## WHAT IS ASKED
Reproduce the data exactly.

= = =

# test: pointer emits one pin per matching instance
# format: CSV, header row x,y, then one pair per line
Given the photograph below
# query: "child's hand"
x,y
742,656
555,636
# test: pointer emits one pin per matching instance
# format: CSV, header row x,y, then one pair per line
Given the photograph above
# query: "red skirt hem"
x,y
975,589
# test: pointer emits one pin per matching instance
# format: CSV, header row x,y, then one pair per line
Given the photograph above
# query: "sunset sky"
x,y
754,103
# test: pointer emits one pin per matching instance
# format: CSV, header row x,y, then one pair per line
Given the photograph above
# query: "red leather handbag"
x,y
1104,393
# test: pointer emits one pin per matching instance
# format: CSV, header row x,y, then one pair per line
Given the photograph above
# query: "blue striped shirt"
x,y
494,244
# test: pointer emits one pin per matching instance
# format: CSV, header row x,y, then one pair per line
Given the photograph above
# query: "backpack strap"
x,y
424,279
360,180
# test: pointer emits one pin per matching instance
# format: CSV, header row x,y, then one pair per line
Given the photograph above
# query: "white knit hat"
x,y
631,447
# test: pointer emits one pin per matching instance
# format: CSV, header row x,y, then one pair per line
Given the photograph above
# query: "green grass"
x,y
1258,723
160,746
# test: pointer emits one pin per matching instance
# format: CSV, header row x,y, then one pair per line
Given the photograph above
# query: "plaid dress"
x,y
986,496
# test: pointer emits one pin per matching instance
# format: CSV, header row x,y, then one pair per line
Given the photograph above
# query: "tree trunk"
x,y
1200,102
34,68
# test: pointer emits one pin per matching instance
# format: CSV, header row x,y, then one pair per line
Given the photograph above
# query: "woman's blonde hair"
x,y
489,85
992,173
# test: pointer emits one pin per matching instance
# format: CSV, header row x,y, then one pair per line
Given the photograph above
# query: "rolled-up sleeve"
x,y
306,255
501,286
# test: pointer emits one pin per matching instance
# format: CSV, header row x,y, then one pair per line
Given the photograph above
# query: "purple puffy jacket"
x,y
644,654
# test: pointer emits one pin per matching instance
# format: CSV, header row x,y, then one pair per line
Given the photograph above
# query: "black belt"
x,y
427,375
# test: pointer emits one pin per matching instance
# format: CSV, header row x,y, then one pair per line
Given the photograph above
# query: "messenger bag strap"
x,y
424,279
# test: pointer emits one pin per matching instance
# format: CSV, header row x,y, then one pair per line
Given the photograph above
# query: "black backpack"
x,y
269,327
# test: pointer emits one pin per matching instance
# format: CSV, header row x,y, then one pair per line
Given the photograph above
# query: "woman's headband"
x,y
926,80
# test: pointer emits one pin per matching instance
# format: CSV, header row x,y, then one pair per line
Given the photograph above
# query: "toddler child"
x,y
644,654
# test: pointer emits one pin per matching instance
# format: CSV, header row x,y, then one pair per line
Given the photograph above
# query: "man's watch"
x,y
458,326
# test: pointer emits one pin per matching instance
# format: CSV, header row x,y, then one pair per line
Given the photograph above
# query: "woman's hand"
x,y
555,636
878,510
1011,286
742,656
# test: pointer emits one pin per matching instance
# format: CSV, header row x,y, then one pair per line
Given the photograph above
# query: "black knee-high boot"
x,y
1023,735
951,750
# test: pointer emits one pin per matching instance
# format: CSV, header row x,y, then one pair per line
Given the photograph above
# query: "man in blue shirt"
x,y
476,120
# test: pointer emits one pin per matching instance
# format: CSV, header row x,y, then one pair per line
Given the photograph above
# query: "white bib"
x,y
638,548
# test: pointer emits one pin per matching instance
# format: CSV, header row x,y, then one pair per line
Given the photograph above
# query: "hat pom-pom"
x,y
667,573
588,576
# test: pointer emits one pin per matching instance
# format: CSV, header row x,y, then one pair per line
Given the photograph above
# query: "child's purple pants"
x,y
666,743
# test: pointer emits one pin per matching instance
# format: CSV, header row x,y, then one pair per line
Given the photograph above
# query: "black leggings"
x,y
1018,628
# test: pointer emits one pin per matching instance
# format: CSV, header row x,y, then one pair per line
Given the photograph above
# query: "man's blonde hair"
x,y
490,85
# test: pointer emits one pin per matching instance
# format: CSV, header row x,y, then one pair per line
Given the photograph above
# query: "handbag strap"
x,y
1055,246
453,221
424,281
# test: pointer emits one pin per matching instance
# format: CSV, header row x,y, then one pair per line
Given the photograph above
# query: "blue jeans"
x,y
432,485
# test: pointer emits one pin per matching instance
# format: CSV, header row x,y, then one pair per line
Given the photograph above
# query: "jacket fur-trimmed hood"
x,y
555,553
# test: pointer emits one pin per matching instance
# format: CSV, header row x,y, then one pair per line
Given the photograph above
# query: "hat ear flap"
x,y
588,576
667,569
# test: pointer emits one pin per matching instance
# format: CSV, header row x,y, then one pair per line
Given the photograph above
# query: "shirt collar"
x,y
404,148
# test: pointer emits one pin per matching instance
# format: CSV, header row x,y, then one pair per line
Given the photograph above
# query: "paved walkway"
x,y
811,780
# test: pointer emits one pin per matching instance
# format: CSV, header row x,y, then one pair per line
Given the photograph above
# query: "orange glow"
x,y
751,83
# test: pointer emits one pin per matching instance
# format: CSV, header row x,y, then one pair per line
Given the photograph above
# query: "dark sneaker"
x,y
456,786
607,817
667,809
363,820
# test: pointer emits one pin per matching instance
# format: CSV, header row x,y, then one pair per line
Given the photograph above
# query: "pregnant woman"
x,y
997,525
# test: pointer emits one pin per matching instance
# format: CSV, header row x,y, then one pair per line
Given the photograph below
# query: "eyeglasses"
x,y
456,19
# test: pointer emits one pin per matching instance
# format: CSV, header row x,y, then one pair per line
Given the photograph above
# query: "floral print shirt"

= = =

## THE SOLUTION
# test: pointer emits one pin per matching instance
# format: CSV, header row x,y, then one pair per line
Given the photograph below
# query: "child's hand"
x,y
742,656
555,636
# test: pointer emits one pin per matching instance
# format: CSV, header row x,y, then one pair per line
Given the photograph above
# query: "red skirt hem"
x,y
975,589
# test: pointer emits one pin per matching instance
# format: CSV, header row x,y, then one pair per line
Given the photograph above
# query: "sunset sky"
x,y
754,103
# test: pointer emits one pin per matching instance
# format: CSV, header row x,y, then one pair per line
Given the photograph above
# query: "red leather handbag"
x,y
1104,393
# test: pointer emits one pin per matching instance
# format: CSV, header row x,y, then one pair per line
Given the photograph above
# query: "blue striped shirt"
x,y
494,244
# test: pointer emits one pin per matching instance
# format: CSV, header row x,y, then one pair per line
Given the photograph above
# query: "backpack strap"
x,y
424,279
360,180
# test: pointer emits one pin per matching instance
# format: CSV, header row x,y, then one pair per line
Given the photograph above
# query: "white knit hat"
x,y
631,447
# test: pointer emits one pin per matching instance
# format: CSV, header row x,y, then one pair per line
Given the photograph above
# query: "green grass"
x,y
1258,723
160,746
# test: pointer emits one pin per matching instance
# format: CSV, header row x,y, then one pair per line
Given the photograph above
# query: "plaid dress"
x,y
986,496
# test: pointer emits one pin per matching instance
# format: CSV, header row x,y, then one pair per line
Given the photograph above
# query: "tree trunk"
x,y
1200,102
34,68
# test: pointer emits one pin per matching instance
# format: CSV, header row x,y, then one pair per line
Given the photograph above
# query: "woman's blonde hair"
x,y
489,85
992,173
# test: pointer emits one pin per matching instance
# format: CSV, header row x,y, then one pair per line
Given the photograph above
# query: "rolled-up sleeve"
x,y
306,255
501,286
# test: pointer emits one pin per matching instance
# format: CSV, header row x,y, then one pair per line
Given the photograph above
# query: "purple puffy jacket"
x,y
644,654
# test: pointer emits one pin per matching instance
# format: CSV, header row x,y, then one pair per line
Given the photograph above
# query: "black belt"
x,y
427,375
# test: pointer emits one pin per matching instance
# format: CSV, header row x,y, then one pair per line
Given the photograph above
# query: "messenger bag strap"
x,y
424,279
# test: pointer emits one pin per matching instance
# format: CSV, header row x,y, then one pair per line
Given the photograph above
# query: "black backpack"
x,y
269,327
# test: pointer emits one pin per matching instance
# format: CSV, header row x,y, then one pair per line
Given the photograph above
# query: "woman's headband"
x,y
926,80
# test: pointer emits one pin per matching instance
# format: CSV, header row x,y, then one pair per line
Given the photograph above
# query: "toddler child"
x,y
644,654
# test: pointer emits one pin per matching instance
# format: CSV, header row x,y, then one pair per line
Given the photograph above
# query: "man's watch"
x,y
458,326
# test: pointer emits one pin per matching instance
# format: CSV, header row x,y, then one pair per line
Given the photograph above
# query: "woman's hand"
x,y
555,636
878,510
1011,286
742,656
# test: pointer emits one pin per matching instance
# format: CSV, header row x,y, then one pair per line
Given the photograph above
# query: "black knee-high boot"
x,y
1023,735
951,750
# test: pointer emits one pin per matching instance
# format: CSV, header row x,y, then one pair per line
Given the photograph above
# query: "man in blue shirt"
x,y
476,120
# test: pointer emits one pin per matching instance
# format: CSV, header row x,y, then one pair per line
Given the photograph above
# query: "white bib"
x,y
638,548
# test: pointer emits one pin per matching instance
# format: CSV, header row x,y, then one pair per line
Given the photograph above
# query: "hat pom-pom"
x,y
667,573
588,576
# test: pointer emits one pin per matching instance
# format: CSV, header row x,y, then one pair per line
Given the photograph above
# query: "child's purple pants"
x,y
666,743
# test: pointer emits one pin per matching instance
# format: CSV, header row x,y, then one pair per line
Given the photograph above
# query: "black leggings"
x,y
1018,628
# test: pointer emits one pin per matching instance
# format: CSV, header row x,y, then one pair per line
Given the photograph above
# query: "man's blonde hair"
x,y
490,85
# test: pointer emits one pin per matching instance
# format: CSV, header row x,y, then one pair per line
Given the photograph above
# query: "handbag strap"
x,y
1055,246
453,221
424,281
# test: pointer emits one pin per matching instance
# format: CSV, header row x,y, then one pair per line
Given the photograph above
# query: "blue jeans"
x,y
432,485
# test: pointer emits one pin per matching instance
# format: CSV, header row x,y, then one pair per line
Given the photograph above
# query: "jacket fur-trimmed hood"
x,y
555,553
# test: pointer emits one pin per matching instance
# format: CSV, header row x,y, then one pair per line
Given the photograph above
# query: "hat ear flap"
x,y
588,576
667,569
# test: pointer emits one pin per matching instance
# format: CSV, header row x,y, then one pair per line
Given the photograph above
# query: "shirt collar"
x,y
404,148
# test: pointer emits one pin per matching instance
# format: CSV, header row x,y, then one pair per line
Given the photograph above
# query: "paved walkway"
x,y
811,780
# test: pointer emits one pin per matching instance
# format: CSV, header row x,y, then one pair per line
Given the photograph above
# query: "orange glow"
x,y
751,83
# test: pointer emits one pin per matching instance
# format: CSV, header row x,y, then one pair per line
Given the photograph above
# query: "dark sneaker"
x,y
456,786
607,817
667,809
363,820
# test: pointer emits one pin per matching instance
# format: CSV, header row x,y, then one pair per line
Given the photograph above
# query: "pregnant woman"
x,y
997,525
# test: pointer emits one pin per matching instance
# format: CSV, header row x,y, then one pair per line
Given the photograph below
# query: "eyeglasses"
x,y
456,19
# test: pointer emits one pin per matching instance
# format: CSV, header row x,y, then one pair per line
Given the photograph above
# query: "floral print shirt"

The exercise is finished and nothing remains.